Consigne
Citez le passage de la critique du film Saint Omer qui commence aux mots « Le début du » et s'arrête après les mots « de ses démons ? ».

··· Extrait ···

Saint Omer, ou le procès des procès faits aux femmes

Saint Omer, c’est l’histoire de Rama, écrivaine qui assiste à un procès pour infanticide afin de nourrir son prochain roman. C’est celle de Laurence, jeune femme accusée d’avoir tué sa fille. C’est l’histoire d’une femme qui assiste au procès d’une autre femme, une histoire des procès faits aux femmes – du « procès » violent et injuste fait aux femmes tondues à la Libération jusqu’au procès de Laurence.


Je ne m’étalerai pas sur l’histoire de Rama : le personnage n’apporte rien, à part un moyen d’entrer dans cette Cour d’assises de Saint Omer. En réalité, son personnage servira surtout à sortir du tribunal et du procès, cadre qui visiblement ne convient pas à la réalisatrice et au message qu’elle s’efforce de faire passer au spectateur.


Les incessants plans sur les visages des personnages apparaissent comme un moyen paresseux et peu inspiré pour construire les personnages et permettre une quelconque empathie du spectateur à leur égard. Pourtant, le personnage de Laurence demeure une façade tout au long du film. On voit bien que l’intention derrière ses plans est de ramener l’humain au centre du film, pourrait-on dire. Ce qui laisse peu de doutes sur la manière dont Alice Diop appréhende le procès : pas étonnant qu’elle multiplie les tentatives pour s’en extirper.


Le début du film reste agréable à regarder, sans réellement proposer de regard nouveau sur le procès comme objet cinématographique. A mesure que le procès se déroule, l’affaire se complexifie et on comprend rapidement que le but du film est de nous mettre face à un dilemme : on sait que Laurence est coupable ; pour autant, doit-elle être punie ou sauvée de ses démons ?

··· Données fournies ···

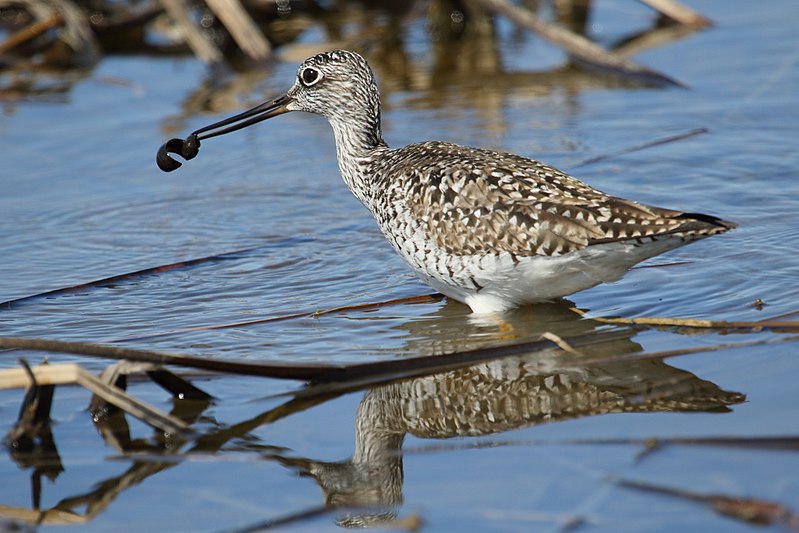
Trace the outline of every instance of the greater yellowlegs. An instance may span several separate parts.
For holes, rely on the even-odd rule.
[[[428,141],[389,148],[380,94],[358,54],[325,52],[300,65],[288,92],[161,147],[171,171],[200,140],[289,112],[330,122],[350,191],[416,274],[476,313],[558,298],[621,277],[636,263],[734,228],[699,213],[598,191],[514,154]]]

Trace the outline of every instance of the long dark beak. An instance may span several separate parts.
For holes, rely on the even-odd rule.
[[[283,95],[271,102],[264,102],[243,113],[200,128],[192,132],[186,139],[168,140],[158,149],[158,155],[155,158],[156,163],[158,163],[158,168],[164,172],[172,172],[180,168],[183,163],[173,159],[169,154],[179,155],[187,161],[193,159],[200,151],[201,140],[224,135],[231,131],[246,128],[262,120],[288,113],[289,109],[287,109],[286,106],[291,101],[292,99],[290,96]]]

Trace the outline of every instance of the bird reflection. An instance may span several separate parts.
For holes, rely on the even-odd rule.
[[[578,320],[573,313],[564,314],[564,309],[556,304],[532,307],[516,315],[516,326],[536,315],[549,319],[536,327],[559,324],[558,334],[564,336],[597,329],[597,323]],[[448,323],[441,318],[439,326]],[[429,332],[432,322],[433,318],[430,323],[405,325],[413,342],[425,342],[419,332]],[[440,327],[436,334],[441,334]],[[725,391],[659,359],[616,357],[596,364],[605,356],[640,351],[631,340],[633,334],[630,330],[579,353],[553,348],[372,388],[355,414],[355,450],[350,459],[278,460],[316,480],[326,505],[341,510],[339,525],[363,527],[391,520],[399,512],[402,444],[407,434],[422,439],[477,437],[607,413],[725,412],[744,400],[740,393]],[[468,344],[434,347],[464,349],[464,343]]]

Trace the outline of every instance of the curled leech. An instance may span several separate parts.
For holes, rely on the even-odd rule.
[[[176,154],[188,161],[197,156],[200,151],[200,140],[197,138],[196,133],[192,133],[186,139],[169,139],[161,145],[158,149],[155,161],[158,163],[158,168],[164,172],[172,172],[180,168],[183,163],[174,159],[169,154]]]

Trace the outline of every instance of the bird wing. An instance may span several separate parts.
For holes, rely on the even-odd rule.
[[[406,147],[394,189],[451,254],[555,256],[592,244],[712,232],[709,221],[607,195],[532,159],[446,143],[418,146]]]

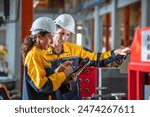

···

Réponse finale
Le début du film reste agréable à regarder, sans réellement proposer de regard nouveau sur le procès comme objet cinématographique. A mesure que le procès se déroule, l’affaire se complexifie et on comprend rapidement que le but du film est de nous mettre face à un dilemme : on sait que Laurence est coupable ; pour autant, doit-elle être punie ou sauvée de ses démons ?